─── Extracted records

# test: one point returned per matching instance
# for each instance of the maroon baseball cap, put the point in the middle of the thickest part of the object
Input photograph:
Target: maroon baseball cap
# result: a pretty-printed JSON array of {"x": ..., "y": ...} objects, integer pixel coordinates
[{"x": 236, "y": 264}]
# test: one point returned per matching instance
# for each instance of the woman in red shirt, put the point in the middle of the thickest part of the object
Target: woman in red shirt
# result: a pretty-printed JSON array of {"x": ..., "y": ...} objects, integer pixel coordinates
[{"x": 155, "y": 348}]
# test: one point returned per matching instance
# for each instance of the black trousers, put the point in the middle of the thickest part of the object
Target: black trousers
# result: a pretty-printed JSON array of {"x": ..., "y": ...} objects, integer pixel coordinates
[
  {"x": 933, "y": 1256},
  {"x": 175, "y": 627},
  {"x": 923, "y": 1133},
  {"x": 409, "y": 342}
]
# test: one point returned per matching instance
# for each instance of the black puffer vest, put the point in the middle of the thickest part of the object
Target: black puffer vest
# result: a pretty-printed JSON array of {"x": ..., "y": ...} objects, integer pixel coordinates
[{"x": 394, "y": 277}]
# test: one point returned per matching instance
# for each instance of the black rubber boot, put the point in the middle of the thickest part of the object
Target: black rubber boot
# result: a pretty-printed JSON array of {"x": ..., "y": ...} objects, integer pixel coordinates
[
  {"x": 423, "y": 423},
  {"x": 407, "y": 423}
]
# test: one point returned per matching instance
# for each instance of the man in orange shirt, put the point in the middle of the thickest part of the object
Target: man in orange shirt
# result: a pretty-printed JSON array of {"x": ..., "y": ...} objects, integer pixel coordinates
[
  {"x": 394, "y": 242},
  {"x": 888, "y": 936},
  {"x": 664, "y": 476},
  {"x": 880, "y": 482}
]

──────

◆ **The request**
Every entry in the listing must be retyped exactly.

◆ **Result for this task**
# test: one point returned per matching instance
# for each instance of the maroon baseball cap, put the point in the middle of the thickest part of the object
Input photograph:
Target: maroon baseball cap
# result: a pretty-printed JSON array of {"x": ..., "y": ...} objects, integer pixel coordinates
[{"x": 236, "y": 264}]
# test: one point returned per matching instance
# for each instance of the woman in red shirt, put the point in the middle of the thickest part of the object
Target: woman in red shirt
# result: a pretty-printed JSON array of {"x": ..., "y": ...} objects, integer pixel coordinates
[{"x": 155, "y": 348}]
# test: one point returned per matching instance
# for each instance of the black trousers, put the point in the middle of the thickest part of the object
Target: black trousers
# result: a pretty-printed JSON array of {"x": ..., "y": ...} objects, integer pixel coordinates
[
  {"x": 933, "y": 1256},
  {"x": 175, "y": 627},
  {"x": 923, "y": 1133},
  {"x": 409, "y": 342}
]
# test: one point returned per matching instance
# for each instance of the black puffer vest, put the point in the middle of the thickest part of the object
Target: black puffer vest
# result: a pretty-printed JSON array of {"x": ..., "y": ...} objects, integer pixel coordinates
[{"x": 394, "y": 277}]
# test: one point returned per matching instance
# for each instance of the black rubber boot, put the point in the middle of the thickest part of the object
Target: black rubber boot
# result: a pretty-printed JSON array of {"x": ..., "y": ...} objects, integer pixel coordinates
[
  {"x": 423, "y": 423},
  {"x": 407, "y": 423}
]
# test: one point returned per matching instance
# for each instance of the man in orange shirt, put the point in the middle of the thickest part of the object
Target: man in orange shirt
# result: a pretty-printed JSON array of {"x": ..., "y": ...} objects, integer pixel coordinates
[
  {"x": 394, "y": 242},
  {"x": 888, "y": 936},
  {"x": 664, "y": 476},
  {"x": 880, "y": 482}
]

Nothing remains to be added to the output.